# [Supplied records]
|---|

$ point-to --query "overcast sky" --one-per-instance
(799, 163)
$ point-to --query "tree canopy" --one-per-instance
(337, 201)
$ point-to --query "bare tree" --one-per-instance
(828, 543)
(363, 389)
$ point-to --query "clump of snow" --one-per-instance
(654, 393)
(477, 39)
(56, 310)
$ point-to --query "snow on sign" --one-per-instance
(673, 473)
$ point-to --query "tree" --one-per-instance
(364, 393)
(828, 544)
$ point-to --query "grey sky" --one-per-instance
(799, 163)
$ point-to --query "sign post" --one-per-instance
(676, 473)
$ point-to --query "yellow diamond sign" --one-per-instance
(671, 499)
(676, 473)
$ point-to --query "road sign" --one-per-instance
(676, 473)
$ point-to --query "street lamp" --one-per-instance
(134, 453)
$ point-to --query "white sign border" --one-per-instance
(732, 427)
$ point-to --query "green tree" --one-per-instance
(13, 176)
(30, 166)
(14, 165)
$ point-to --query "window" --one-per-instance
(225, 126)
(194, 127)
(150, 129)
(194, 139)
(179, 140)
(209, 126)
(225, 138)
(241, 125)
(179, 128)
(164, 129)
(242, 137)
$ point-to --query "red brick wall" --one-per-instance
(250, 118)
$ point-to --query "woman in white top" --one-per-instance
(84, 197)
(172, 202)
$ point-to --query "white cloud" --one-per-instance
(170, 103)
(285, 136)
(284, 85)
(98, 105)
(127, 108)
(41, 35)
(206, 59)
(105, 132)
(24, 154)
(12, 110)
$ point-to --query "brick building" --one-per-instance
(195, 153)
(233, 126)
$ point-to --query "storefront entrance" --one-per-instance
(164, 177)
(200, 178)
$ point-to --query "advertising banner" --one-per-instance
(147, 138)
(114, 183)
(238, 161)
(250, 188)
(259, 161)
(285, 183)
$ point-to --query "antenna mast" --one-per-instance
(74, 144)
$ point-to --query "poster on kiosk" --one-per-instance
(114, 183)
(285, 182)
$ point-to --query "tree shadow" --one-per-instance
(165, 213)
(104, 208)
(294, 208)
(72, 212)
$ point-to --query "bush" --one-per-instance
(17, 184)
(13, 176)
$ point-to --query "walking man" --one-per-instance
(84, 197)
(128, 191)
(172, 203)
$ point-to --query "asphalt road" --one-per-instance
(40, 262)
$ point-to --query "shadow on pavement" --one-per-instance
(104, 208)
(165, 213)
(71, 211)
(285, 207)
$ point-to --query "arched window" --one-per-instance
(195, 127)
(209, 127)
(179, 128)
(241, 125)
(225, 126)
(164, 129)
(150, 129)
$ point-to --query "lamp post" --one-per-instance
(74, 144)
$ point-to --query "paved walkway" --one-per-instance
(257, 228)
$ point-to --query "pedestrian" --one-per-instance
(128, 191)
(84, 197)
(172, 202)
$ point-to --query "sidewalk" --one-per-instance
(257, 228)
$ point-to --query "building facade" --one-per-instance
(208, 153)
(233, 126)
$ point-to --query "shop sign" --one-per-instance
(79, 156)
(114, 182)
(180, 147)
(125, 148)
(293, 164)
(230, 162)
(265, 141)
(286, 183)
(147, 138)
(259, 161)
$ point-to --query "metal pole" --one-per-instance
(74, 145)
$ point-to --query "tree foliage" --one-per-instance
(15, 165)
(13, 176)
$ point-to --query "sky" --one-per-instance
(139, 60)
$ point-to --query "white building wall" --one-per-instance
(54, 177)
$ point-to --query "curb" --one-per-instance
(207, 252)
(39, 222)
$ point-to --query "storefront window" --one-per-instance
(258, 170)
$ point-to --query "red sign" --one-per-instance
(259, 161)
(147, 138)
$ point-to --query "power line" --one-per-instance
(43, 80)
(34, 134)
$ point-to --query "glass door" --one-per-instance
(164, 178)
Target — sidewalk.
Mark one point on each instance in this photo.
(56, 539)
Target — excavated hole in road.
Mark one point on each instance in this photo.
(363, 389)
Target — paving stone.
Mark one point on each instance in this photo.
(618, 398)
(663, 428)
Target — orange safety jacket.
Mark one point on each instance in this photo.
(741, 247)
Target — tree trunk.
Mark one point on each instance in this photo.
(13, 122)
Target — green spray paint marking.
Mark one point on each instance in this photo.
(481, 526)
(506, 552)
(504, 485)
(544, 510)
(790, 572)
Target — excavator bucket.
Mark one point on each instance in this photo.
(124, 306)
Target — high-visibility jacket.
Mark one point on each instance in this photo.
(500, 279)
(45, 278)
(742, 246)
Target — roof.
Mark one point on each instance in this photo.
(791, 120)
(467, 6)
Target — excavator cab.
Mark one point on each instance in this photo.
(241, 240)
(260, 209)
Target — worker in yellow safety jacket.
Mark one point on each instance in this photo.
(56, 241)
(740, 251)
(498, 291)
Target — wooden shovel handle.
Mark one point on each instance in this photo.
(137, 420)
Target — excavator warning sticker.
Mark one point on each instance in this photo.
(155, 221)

|---|

# [Exercise instructions]
Only one stretch of the records above is wanted: the lines between the one holding "Target — paving stone." and the one holding "Target — high-visibility jacket.", inclusive, reproduced exactly.

# [Answer below]
Target — paving stone.
Mark one point on each instance in this photo.
(618, 398)
(663, 428)
Target — orange safety jacket.
Mark one point on each instance in this photo.
(741, 247)
Target — tree trunk.
Mark one point on each instance in this photo.
(13, 122)
Target — green spray paint marking.
Mark one point on each instance in this photo.
(481, 526)
(506, 552)
(504, 485)
(544, 510)
(790, 572)
Target — excavator bucket.
Mark one point on each instance in this photo.
(124, 306)
Target — high-visibility jacket.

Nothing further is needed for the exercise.